##### DATA SUPPLIED #####

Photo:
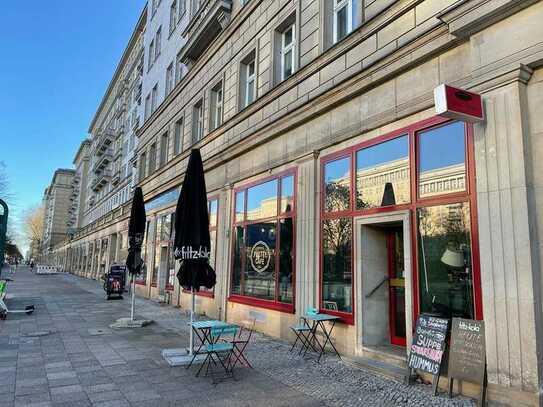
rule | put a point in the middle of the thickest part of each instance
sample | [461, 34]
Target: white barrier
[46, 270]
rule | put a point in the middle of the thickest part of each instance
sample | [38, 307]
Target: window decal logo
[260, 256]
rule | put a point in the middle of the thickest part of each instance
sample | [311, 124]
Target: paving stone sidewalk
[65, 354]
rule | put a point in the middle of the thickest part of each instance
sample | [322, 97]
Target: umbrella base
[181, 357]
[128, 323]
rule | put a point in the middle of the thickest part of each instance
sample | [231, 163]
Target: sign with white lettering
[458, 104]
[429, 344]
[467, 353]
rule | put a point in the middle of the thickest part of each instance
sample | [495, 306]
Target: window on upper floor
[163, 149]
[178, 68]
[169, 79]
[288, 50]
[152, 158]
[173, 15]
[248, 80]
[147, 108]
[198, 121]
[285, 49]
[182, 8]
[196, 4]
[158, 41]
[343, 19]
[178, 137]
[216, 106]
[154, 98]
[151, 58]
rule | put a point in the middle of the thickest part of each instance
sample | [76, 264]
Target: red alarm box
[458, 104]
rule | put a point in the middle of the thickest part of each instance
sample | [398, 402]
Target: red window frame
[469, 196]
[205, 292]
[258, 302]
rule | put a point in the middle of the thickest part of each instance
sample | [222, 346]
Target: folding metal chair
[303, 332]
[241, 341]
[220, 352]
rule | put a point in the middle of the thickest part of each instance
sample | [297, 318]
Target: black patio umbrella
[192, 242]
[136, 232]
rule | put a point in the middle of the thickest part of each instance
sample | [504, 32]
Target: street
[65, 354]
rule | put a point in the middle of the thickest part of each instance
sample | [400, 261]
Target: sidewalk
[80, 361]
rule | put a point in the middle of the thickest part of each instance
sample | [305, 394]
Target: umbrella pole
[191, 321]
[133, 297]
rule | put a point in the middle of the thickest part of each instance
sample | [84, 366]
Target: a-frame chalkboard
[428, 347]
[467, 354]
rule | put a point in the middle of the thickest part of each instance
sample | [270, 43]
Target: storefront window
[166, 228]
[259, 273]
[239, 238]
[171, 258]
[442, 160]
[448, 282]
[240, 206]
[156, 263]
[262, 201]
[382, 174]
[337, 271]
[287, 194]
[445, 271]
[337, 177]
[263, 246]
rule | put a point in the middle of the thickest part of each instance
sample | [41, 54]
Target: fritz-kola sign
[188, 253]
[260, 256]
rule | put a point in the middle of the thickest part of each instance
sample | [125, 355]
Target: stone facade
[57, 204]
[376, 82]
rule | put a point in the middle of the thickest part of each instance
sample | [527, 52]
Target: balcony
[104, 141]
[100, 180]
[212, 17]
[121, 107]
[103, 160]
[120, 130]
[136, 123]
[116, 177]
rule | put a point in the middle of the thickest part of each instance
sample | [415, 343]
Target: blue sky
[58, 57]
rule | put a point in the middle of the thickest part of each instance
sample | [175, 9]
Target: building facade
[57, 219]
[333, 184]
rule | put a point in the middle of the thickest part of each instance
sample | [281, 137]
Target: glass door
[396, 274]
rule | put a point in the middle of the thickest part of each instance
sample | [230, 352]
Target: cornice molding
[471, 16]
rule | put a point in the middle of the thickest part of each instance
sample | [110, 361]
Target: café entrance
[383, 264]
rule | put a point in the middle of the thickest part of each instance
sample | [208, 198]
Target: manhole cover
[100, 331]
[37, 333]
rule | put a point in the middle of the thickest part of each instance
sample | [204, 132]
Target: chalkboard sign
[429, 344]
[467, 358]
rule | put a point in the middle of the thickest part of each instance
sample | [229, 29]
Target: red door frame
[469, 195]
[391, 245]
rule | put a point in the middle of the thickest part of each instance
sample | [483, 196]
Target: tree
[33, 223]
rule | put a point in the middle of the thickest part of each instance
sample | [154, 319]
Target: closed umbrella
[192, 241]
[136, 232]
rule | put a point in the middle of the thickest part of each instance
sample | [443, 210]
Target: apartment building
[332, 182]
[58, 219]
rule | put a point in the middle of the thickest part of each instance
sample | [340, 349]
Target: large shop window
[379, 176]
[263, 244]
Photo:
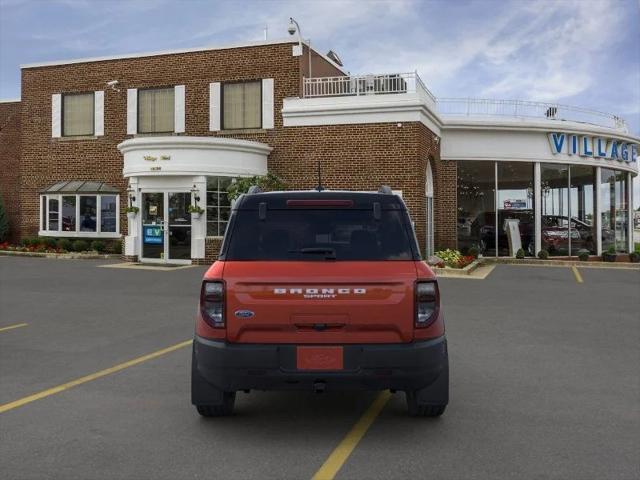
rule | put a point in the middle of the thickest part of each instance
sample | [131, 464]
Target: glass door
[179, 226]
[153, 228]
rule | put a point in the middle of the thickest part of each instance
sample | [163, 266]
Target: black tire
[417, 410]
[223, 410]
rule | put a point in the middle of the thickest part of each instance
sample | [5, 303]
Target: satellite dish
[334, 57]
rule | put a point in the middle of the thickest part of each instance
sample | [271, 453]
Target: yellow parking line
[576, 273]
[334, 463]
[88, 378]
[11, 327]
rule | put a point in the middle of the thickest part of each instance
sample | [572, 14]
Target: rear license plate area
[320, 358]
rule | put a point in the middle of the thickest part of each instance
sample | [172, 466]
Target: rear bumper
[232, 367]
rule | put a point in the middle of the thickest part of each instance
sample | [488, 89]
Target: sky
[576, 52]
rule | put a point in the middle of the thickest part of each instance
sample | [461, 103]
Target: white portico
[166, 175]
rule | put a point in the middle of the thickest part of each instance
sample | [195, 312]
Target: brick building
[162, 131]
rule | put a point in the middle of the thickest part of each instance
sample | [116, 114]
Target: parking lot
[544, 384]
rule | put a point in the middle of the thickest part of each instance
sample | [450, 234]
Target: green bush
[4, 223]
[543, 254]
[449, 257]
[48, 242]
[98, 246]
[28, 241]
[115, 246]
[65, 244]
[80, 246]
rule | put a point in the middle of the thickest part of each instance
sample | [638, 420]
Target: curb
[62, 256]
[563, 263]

#####

• [TASK ITEM]: Repeat, with no changes, each line from the one with "Target: brick building" to the end of the listing, including both ends and nothing else.

• [ANSWER SECTION]:
Target: brick building
[162, 131]
rule | put a point in the middle of the thickest part of each instance
sample | [116, 114]
Target: parking lot
[544, 384]
rule | put a point in the middle of the thickest part of each instance
sample | [450, 234]
Target: green bush
[4, 223]
[543, 254]
[449, 257]
[48, 242]
[98, 246]
[28, 241]
[115, 246]
[65, 244]
[80, 246]
rule | put a point in the middle of the thickest part of each instance
sample | [638, 420]
Target: curb
[62, 256]
[563, 263]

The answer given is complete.